* start *
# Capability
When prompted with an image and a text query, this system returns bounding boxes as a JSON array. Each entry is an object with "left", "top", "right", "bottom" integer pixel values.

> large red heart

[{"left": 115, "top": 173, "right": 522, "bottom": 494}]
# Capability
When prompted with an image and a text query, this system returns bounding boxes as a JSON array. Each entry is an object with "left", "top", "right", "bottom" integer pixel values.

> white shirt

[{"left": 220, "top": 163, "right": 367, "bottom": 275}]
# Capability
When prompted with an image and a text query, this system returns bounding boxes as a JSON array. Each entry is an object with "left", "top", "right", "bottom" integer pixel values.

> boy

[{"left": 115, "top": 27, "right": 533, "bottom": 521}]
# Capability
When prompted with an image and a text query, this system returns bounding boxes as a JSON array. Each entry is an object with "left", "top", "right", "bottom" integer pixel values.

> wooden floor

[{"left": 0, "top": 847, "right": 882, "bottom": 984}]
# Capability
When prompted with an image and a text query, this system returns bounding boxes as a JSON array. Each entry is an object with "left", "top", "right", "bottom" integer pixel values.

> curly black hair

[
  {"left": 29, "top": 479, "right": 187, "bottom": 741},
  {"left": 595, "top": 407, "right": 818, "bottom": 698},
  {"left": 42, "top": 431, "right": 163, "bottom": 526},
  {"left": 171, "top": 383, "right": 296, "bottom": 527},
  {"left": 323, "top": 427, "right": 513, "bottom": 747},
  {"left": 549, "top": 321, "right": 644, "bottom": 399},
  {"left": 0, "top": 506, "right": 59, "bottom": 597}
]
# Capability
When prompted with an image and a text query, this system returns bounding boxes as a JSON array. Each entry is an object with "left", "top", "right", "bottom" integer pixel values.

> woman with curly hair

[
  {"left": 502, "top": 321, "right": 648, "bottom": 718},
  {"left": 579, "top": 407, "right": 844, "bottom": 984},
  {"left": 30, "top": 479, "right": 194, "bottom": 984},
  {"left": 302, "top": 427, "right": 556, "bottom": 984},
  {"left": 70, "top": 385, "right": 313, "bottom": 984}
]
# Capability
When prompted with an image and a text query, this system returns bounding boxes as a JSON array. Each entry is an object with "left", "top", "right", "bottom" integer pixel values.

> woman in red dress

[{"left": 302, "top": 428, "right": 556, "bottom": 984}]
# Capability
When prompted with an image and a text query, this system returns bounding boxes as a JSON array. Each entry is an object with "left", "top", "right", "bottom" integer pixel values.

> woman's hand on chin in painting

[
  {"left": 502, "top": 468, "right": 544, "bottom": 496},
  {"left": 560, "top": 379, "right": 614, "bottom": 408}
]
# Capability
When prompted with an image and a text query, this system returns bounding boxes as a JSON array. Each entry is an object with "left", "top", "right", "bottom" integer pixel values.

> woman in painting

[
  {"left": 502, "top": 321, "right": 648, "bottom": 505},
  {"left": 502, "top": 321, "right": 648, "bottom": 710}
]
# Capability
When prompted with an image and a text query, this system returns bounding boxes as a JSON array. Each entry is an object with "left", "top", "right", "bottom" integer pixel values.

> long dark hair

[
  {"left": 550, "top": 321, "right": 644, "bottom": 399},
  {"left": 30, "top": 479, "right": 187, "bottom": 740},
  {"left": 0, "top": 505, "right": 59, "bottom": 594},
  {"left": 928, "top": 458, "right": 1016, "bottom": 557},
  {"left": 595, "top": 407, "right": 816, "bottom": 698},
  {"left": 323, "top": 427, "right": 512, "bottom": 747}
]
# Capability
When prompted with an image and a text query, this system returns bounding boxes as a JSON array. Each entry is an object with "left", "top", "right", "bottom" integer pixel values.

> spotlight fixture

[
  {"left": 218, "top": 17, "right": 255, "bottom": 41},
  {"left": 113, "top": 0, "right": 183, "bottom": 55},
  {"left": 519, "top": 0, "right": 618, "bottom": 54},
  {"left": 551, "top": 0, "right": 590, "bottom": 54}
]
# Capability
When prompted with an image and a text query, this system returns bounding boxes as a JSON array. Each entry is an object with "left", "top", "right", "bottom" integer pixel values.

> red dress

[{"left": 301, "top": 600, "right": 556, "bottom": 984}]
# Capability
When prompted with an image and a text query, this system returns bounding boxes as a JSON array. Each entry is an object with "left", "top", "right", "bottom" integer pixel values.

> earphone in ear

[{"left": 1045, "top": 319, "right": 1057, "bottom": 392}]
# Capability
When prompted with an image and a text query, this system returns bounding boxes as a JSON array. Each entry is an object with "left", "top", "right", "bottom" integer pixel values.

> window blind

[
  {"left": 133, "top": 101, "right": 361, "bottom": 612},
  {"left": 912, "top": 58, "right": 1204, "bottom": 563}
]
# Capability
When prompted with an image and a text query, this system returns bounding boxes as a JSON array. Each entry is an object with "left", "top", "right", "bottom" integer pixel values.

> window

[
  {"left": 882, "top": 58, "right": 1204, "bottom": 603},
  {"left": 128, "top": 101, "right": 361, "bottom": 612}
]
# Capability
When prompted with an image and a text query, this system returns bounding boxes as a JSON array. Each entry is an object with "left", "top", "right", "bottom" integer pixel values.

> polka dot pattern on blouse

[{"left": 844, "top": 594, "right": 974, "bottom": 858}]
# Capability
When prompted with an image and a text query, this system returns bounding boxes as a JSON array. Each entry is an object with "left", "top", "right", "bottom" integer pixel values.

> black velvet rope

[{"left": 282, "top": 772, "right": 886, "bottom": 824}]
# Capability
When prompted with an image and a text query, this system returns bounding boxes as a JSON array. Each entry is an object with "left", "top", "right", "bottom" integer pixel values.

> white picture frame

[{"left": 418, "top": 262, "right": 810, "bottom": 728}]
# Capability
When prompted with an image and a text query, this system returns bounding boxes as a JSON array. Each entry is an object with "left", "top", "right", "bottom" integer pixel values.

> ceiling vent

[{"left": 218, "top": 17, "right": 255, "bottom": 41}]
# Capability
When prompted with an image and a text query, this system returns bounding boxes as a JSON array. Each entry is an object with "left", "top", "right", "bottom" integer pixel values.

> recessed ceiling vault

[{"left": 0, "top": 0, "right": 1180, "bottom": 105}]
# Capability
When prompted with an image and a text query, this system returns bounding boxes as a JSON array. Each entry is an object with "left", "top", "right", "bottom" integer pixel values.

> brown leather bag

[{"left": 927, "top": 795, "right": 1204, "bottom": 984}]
* end *
## What you will do
Return every line in the rows above that contains the word "hair", treating case as significant.

## Finished exercise
> curly black hair
> woman with curly hair
> long dark hair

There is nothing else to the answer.